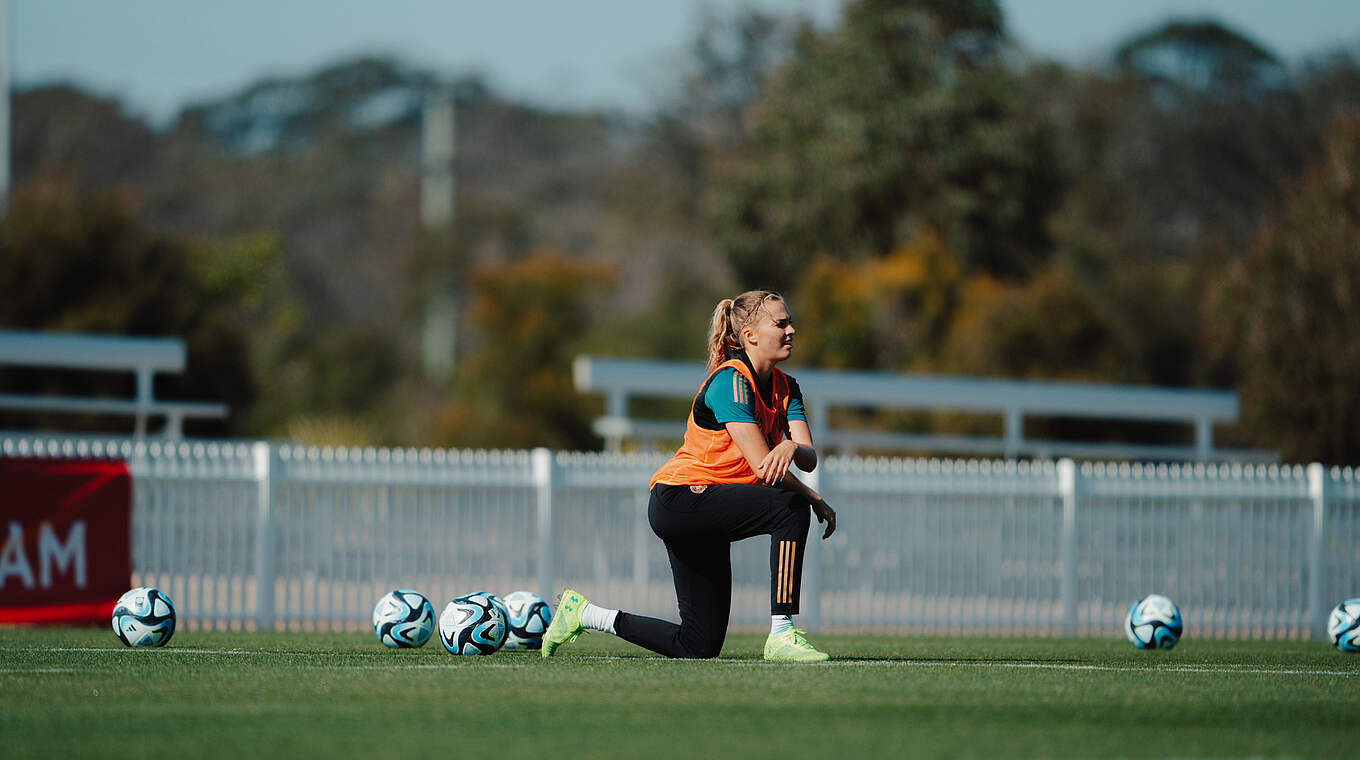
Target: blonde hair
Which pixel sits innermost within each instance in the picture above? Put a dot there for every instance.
(729, 318)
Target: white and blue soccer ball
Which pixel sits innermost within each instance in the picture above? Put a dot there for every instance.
(1344, 626)
(1153, 622)
(529, 616)
(497, 602)
(143, 617)
(403, 619)
(472, 624)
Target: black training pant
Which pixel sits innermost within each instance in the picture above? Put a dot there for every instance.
(698, 525)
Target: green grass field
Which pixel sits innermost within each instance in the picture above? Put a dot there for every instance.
(80, 694)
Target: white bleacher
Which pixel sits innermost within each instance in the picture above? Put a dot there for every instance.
(144, 356)
(620, 380)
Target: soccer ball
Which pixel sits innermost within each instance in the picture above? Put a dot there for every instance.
(143, 617)
(403, 619)
(472, 624)
(1153, 622)
(529, 617)
(1344, 626)
(497, 602)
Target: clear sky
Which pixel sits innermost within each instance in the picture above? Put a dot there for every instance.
(161, 55)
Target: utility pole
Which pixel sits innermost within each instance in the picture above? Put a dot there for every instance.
(439, 335)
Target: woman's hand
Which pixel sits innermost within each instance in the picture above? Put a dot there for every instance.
(775, 464)
(824, 514)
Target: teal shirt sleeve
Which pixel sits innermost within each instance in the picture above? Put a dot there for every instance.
(726, 403)
(731, 405)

Aim of the task
Scan the material above. Return every line containing the string "ball".

Solution
Target: white and blue soccer ball
Target: soccer ball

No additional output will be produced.